[Start RECORDS SUPPLIED]

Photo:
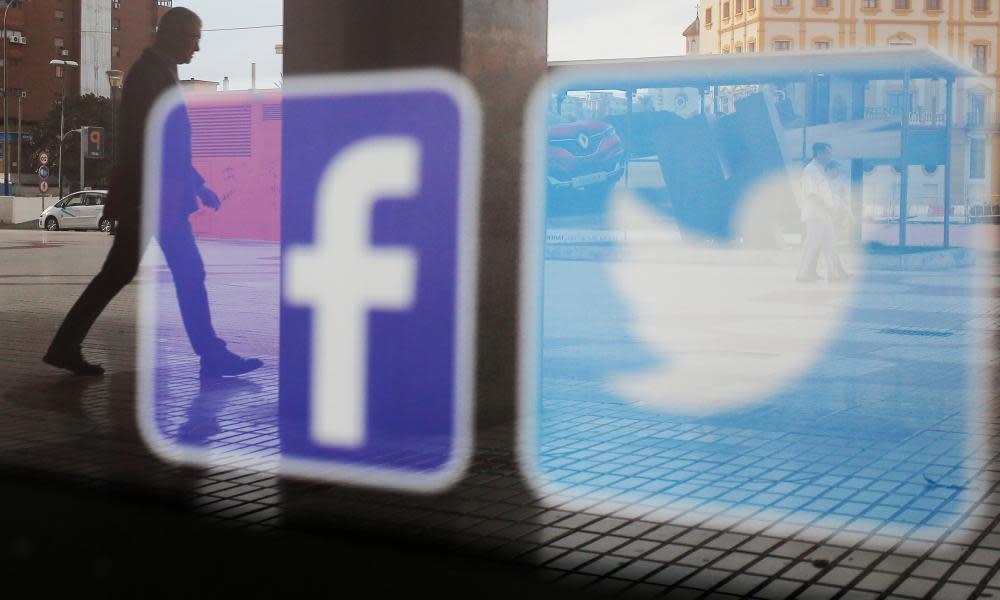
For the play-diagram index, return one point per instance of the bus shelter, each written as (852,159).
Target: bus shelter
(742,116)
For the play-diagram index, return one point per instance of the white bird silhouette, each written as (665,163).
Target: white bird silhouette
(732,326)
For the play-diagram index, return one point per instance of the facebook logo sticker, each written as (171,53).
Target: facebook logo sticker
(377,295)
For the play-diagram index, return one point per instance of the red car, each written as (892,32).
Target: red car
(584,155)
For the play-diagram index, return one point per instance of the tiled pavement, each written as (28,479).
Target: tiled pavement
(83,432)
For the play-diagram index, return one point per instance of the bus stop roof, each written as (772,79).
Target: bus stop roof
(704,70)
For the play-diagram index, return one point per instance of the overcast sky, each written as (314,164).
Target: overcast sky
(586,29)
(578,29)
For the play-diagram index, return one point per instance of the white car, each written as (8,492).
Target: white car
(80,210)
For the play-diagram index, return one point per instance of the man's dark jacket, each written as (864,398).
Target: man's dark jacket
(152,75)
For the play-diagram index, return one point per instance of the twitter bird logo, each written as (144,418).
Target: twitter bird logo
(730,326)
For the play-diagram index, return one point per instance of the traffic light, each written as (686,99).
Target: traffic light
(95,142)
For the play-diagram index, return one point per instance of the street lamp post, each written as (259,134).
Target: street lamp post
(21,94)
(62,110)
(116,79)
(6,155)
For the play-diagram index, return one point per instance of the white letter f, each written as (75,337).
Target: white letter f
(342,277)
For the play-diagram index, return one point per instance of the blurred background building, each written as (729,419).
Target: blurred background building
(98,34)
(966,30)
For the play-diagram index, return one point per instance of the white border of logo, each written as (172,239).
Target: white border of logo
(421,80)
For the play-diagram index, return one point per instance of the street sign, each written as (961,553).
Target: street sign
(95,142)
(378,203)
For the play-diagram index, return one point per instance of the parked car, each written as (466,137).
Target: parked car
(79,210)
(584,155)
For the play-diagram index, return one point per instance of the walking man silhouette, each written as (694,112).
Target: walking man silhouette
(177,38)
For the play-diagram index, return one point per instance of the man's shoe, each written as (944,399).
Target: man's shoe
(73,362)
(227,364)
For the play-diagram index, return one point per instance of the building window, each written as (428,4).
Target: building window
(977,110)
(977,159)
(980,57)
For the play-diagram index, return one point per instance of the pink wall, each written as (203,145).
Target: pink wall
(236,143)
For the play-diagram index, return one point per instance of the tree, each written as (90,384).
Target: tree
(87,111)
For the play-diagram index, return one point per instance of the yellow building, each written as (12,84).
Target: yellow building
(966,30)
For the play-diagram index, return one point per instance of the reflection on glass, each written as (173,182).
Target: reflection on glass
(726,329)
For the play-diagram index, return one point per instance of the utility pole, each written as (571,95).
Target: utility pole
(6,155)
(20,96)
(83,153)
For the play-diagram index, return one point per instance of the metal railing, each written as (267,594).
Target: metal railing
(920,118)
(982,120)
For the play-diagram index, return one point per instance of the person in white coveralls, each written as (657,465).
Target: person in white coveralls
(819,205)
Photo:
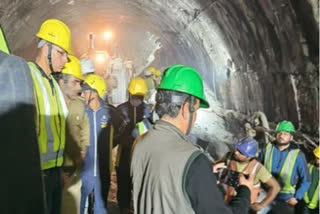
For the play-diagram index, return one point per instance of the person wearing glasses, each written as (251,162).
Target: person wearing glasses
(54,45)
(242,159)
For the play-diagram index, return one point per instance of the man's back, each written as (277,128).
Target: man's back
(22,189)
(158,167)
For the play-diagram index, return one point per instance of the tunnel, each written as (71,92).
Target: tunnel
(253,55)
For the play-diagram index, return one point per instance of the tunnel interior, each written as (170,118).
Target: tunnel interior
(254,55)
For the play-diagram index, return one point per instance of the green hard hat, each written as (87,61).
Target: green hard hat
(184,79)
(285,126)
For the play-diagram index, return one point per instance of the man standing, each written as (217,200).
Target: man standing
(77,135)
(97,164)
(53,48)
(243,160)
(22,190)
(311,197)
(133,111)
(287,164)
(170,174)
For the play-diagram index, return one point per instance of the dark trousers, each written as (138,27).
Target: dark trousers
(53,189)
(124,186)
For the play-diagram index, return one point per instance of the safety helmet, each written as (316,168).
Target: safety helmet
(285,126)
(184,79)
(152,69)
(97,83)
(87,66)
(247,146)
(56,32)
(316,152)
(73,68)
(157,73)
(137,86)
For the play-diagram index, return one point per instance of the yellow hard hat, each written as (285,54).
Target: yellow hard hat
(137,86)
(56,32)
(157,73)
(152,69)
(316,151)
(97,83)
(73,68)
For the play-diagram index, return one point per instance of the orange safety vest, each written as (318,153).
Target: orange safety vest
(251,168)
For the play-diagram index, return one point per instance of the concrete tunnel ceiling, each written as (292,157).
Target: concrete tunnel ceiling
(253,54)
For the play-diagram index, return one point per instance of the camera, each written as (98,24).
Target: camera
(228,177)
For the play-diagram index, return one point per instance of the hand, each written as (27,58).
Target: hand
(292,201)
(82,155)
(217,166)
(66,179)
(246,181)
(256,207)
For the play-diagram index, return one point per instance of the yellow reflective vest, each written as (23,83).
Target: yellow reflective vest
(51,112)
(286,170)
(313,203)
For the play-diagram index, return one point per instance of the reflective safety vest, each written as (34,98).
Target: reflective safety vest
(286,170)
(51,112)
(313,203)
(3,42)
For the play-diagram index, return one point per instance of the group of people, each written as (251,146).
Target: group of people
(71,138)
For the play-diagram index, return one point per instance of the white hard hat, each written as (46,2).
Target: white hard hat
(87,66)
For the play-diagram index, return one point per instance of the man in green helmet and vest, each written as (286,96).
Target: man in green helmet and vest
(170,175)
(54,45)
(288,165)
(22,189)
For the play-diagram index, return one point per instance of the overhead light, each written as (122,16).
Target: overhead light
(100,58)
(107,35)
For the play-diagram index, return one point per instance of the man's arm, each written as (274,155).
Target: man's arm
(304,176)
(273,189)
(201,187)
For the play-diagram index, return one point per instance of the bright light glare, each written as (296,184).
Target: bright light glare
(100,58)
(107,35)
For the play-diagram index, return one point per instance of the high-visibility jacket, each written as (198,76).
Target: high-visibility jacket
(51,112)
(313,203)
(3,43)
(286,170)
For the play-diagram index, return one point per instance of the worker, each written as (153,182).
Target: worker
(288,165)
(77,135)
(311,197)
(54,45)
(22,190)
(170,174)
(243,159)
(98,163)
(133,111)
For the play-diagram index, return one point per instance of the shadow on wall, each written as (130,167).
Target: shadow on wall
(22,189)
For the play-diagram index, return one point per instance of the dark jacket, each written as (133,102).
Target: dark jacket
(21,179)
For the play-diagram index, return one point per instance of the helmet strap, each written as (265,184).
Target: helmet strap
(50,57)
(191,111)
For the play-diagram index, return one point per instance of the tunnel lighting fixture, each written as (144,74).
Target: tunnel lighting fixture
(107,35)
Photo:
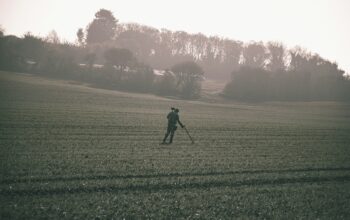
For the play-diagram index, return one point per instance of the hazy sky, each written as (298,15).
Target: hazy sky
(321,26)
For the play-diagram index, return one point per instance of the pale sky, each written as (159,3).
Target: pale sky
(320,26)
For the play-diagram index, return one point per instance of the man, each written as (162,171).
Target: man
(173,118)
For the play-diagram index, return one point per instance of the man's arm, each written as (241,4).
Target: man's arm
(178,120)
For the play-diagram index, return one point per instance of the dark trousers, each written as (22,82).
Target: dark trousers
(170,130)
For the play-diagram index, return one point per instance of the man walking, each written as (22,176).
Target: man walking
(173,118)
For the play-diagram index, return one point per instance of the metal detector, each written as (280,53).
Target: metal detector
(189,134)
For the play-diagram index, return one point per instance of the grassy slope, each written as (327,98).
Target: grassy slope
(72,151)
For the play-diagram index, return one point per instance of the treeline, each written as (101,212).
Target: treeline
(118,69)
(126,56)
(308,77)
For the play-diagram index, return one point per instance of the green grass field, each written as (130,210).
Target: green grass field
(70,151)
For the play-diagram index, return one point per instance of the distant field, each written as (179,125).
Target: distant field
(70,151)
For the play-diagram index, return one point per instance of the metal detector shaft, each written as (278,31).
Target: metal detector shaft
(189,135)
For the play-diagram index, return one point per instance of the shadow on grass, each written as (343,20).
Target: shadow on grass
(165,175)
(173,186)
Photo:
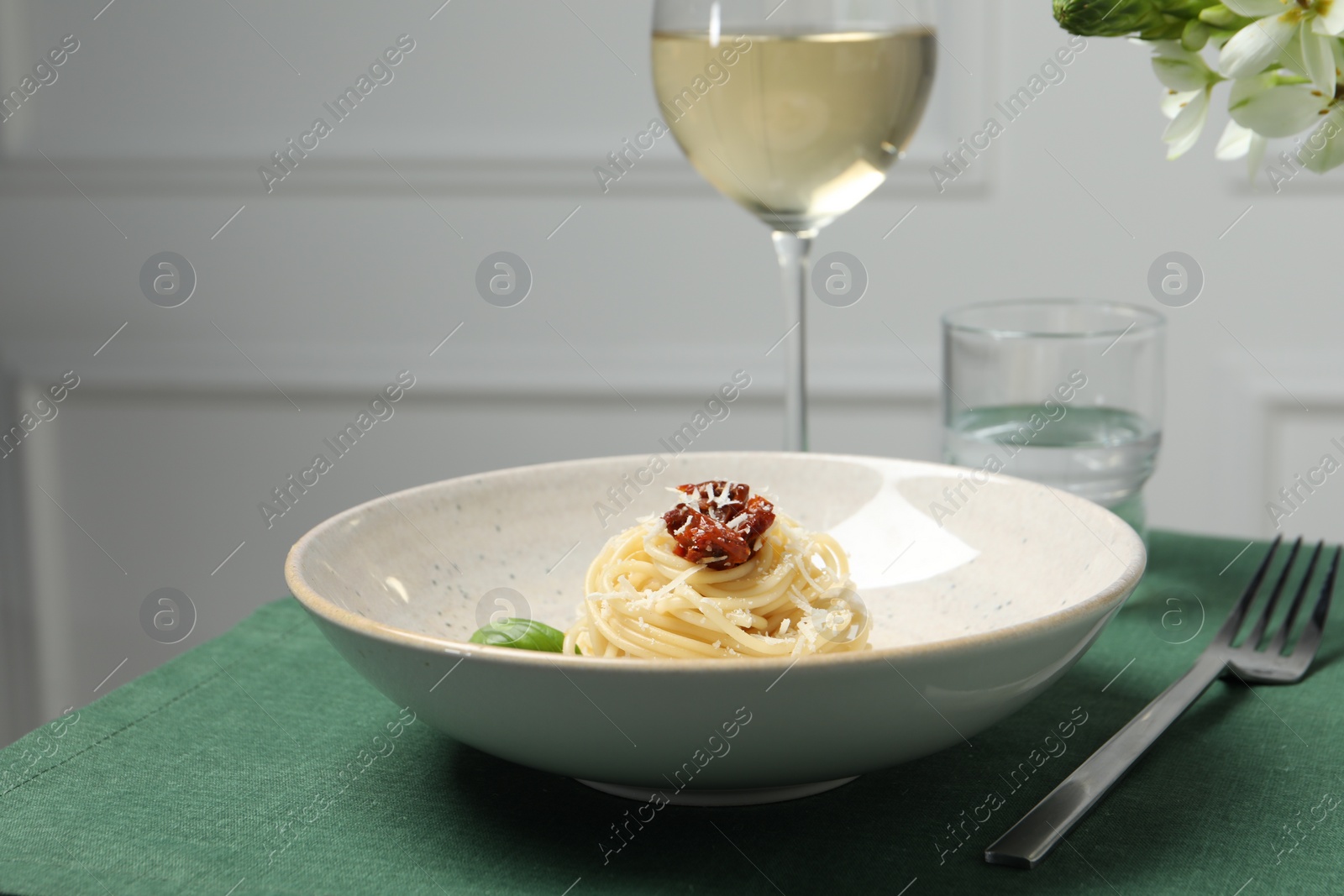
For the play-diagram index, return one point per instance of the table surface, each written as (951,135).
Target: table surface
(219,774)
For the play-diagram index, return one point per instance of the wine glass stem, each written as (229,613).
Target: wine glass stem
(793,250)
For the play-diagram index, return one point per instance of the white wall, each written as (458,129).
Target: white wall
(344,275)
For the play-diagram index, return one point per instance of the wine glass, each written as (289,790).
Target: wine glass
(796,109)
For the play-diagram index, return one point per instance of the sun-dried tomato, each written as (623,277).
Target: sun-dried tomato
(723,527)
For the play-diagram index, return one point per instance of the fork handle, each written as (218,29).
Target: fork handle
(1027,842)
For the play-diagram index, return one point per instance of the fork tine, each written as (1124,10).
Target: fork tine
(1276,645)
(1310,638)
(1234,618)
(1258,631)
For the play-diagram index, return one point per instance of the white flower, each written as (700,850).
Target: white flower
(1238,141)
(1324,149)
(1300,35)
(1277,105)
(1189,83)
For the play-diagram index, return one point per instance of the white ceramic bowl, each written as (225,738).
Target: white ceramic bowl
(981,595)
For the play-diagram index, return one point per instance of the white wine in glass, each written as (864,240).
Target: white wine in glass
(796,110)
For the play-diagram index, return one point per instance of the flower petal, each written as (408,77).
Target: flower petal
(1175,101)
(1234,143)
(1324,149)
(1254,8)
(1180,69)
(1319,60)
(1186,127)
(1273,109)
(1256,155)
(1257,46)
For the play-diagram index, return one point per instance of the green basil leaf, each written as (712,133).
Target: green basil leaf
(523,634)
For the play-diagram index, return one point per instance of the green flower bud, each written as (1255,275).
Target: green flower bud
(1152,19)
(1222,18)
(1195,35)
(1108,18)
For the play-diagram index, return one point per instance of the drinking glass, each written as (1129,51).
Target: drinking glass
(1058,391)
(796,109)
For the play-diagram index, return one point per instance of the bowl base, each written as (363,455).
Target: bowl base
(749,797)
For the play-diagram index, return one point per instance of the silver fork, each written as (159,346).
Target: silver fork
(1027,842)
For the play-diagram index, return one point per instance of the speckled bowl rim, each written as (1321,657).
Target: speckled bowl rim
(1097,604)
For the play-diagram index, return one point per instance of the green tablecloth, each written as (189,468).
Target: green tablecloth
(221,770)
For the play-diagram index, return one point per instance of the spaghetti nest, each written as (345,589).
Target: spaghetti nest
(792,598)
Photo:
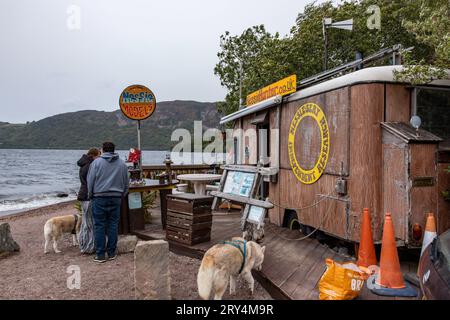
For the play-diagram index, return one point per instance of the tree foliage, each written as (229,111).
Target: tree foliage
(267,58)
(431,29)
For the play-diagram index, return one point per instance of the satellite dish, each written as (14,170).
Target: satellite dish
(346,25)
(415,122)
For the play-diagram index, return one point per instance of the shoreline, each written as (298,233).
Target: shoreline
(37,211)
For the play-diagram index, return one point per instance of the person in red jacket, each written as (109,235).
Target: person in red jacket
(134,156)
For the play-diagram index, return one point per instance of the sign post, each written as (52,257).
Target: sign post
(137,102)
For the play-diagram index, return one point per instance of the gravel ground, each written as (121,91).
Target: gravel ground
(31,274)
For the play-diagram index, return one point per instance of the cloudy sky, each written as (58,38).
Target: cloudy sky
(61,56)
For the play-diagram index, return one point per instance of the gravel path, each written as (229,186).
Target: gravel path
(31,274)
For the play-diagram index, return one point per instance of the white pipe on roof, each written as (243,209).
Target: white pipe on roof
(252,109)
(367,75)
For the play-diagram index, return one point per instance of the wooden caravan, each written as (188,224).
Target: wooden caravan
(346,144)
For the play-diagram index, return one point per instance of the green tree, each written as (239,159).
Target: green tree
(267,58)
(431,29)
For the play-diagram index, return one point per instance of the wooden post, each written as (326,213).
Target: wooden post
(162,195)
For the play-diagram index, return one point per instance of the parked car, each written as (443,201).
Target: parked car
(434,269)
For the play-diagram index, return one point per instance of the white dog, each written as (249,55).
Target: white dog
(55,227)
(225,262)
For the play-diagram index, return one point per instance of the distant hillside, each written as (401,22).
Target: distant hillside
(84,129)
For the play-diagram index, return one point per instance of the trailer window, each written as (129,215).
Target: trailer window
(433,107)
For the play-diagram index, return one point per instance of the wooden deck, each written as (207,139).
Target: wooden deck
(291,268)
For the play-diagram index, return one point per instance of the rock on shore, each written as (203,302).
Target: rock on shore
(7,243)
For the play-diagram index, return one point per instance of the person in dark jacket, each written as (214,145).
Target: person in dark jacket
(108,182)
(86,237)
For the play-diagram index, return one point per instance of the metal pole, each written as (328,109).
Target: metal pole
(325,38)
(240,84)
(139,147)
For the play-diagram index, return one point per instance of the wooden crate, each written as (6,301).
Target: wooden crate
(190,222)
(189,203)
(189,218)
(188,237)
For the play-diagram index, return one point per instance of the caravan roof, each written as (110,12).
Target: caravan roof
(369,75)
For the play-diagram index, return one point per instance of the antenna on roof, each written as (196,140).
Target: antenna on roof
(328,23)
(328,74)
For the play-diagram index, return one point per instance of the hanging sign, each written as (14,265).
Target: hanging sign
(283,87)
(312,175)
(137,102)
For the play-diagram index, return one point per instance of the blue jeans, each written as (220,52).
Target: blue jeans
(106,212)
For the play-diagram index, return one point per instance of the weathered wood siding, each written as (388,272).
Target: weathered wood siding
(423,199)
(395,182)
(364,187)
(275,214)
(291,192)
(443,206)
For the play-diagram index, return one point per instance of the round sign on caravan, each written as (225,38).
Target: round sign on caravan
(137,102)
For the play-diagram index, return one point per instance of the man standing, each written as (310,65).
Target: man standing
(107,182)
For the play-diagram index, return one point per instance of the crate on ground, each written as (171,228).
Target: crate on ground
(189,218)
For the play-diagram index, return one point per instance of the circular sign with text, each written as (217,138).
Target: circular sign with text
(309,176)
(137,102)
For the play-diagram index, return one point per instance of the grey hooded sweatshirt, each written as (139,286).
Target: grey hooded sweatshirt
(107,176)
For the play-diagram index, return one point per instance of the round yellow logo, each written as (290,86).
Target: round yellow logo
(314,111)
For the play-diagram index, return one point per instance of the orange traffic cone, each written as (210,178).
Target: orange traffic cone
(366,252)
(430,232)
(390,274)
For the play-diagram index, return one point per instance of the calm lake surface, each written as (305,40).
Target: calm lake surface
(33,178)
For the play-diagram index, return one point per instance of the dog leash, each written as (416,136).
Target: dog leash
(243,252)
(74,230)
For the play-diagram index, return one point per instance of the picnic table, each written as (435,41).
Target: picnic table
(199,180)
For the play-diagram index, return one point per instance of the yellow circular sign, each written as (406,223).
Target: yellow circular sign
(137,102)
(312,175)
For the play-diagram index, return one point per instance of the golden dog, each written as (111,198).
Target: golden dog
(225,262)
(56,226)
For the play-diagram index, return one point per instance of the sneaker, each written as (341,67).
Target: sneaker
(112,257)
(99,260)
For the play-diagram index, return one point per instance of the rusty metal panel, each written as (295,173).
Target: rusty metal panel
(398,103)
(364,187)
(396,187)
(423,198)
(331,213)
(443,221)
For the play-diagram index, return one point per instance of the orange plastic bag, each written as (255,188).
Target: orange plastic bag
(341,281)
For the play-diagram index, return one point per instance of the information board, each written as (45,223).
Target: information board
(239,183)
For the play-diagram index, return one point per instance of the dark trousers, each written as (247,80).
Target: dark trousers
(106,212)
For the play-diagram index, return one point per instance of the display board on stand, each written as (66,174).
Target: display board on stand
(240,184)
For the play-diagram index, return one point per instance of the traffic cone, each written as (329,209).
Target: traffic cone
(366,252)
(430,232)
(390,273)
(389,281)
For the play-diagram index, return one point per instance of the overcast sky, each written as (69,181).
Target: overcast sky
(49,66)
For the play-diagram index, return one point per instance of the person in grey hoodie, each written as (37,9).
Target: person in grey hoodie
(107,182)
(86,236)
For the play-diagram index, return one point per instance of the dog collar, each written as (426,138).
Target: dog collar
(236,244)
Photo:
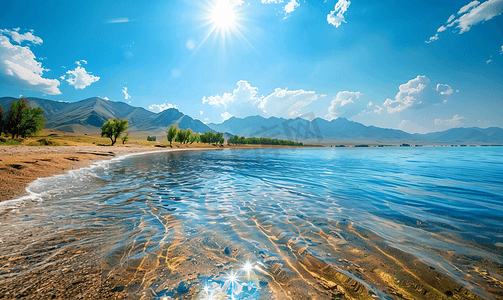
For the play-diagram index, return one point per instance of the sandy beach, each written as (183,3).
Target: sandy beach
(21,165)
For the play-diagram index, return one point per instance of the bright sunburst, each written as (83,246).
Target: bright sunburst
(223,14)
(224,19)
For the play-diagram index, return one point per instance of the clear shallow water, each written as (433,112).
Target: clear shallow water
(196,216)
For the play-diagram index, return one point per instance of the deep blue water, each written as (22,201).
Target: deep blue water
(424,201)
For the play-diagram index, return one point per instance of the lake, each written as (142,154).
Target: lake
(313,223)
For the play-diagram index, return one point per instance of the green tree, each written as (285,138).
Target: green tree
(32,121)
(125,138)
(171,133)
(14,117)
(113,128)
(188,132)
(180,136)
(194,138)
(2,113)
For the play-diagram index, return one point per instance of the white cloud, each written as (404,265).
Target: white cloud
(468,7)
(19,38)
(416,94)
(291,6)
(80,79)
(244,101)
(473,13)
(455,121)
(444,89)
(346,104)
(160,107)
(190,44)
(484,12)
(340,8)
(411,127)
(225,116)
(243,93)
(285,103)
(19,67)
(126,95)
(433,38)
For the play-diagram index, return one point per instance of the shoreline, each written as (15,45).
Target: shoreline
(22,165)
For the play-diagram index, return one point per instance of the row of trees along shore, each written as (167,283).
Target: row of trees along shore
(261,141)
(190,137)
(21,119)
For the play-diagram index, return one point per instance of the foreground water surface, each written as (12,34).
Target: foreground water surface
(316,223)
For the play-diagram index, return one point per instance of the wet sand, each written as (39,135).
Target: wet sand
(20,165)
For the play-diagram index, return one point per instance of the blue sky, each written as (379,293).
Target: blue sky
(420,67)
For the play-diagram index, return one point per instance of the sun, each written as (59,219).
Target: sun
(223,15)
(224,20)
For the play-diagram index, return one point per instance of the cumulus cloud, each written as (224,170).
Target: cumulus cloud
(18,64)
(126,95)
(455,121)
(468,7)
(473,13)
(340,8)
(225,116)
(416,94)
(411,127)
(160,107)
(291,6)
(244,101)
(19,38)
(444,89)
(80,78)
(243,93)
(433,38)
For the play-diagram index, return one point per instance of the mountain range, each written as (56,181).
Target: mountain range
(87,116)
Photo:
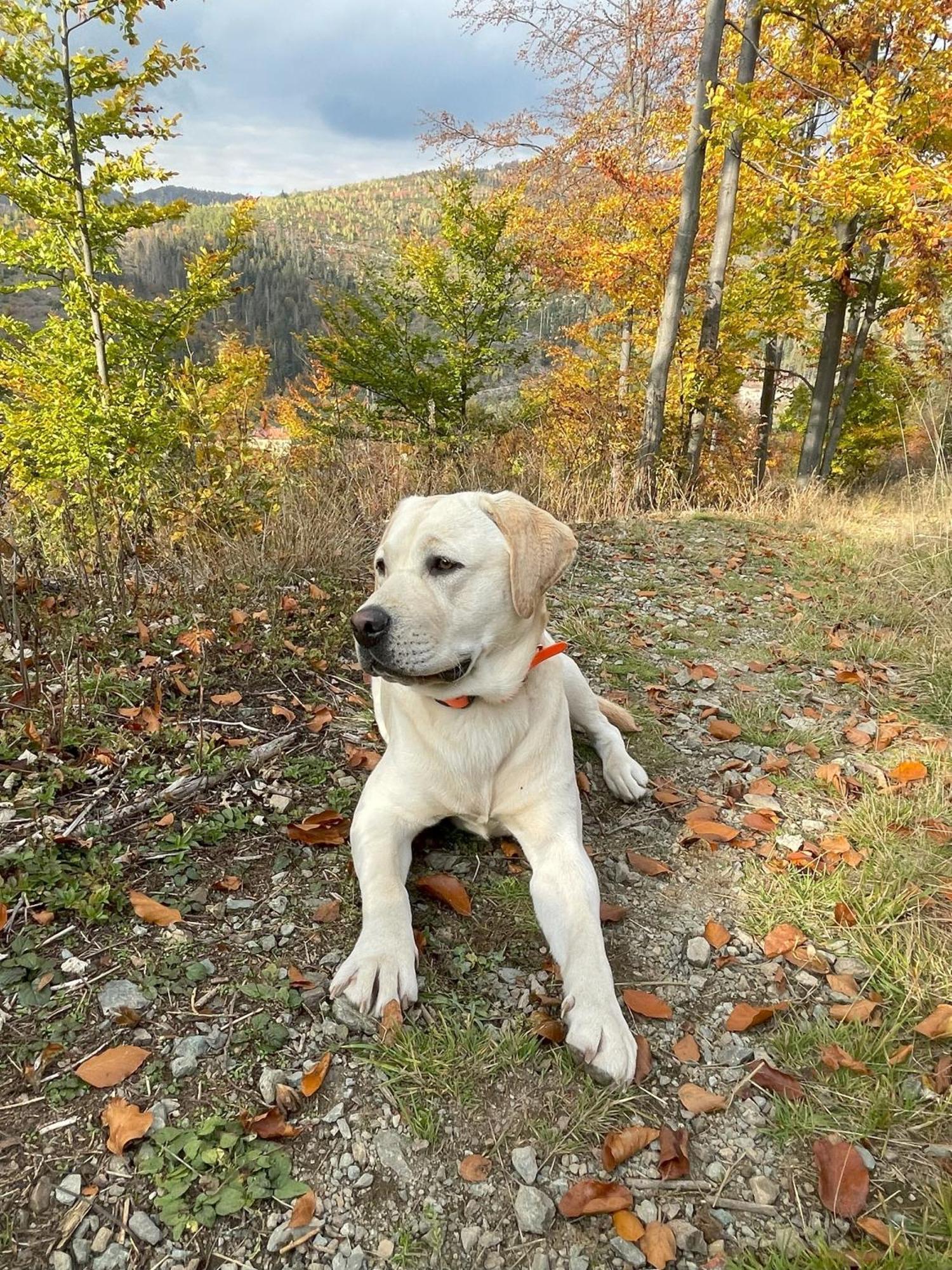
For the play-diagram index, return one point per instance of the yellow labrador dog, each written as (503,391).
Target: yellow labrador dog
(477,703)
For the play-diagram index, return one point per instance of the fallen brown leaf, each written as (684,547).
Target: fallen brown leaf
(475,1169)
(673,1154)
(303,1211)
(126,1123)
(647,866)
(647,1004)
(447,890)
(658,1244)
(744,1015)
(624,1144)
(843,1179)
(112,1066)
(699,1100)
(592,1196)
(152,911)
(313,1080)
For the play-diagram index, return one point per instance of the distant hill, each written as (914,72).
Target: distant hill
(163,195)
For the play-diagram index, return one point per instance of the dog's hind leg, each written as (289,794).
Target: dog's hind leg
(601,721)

[End RECORDS SUPPLIED]

_DIRECTION_:
The lines to repeat start at the one holding "written as (56,181)." and run through the last line of the records above; write them out exactly, both ends included, but not the pictures.

_ANSWER TO THE EXERCISE_:
For the play-diagram index, return one point per instance of the mountain range, each written as (56,181).
Target: mountain range
(87,116)
Photo:
For the play-diagram index, return one point per instance of the yellow labrador dog, each written as (503,391).
Target: yellow labrador dog
(477,703)
For the play-diagram index, return one point per instance of the fallen brown leaf, each written as (684,547).
Target: fallen brown leaf
(475,1169)
(673,1154)
(303,1211)
(126,1123)
(647,866)
(647,1004)
(447,890)
(658,1244)
(744,1015)
(624,1144)
(843,1179)
(112,1066)
(699,1100)
(592,1196)
(152,911)
(313,1080)
For the play-diagram index, return one point per instance of the distant hill, each written as (914,72).
Target: distant hill
(163,195)
For the play-diagram index, return one point per instance of the dog's hind leg, each written as (289,794).
Target: dog's hind leg
(601,721)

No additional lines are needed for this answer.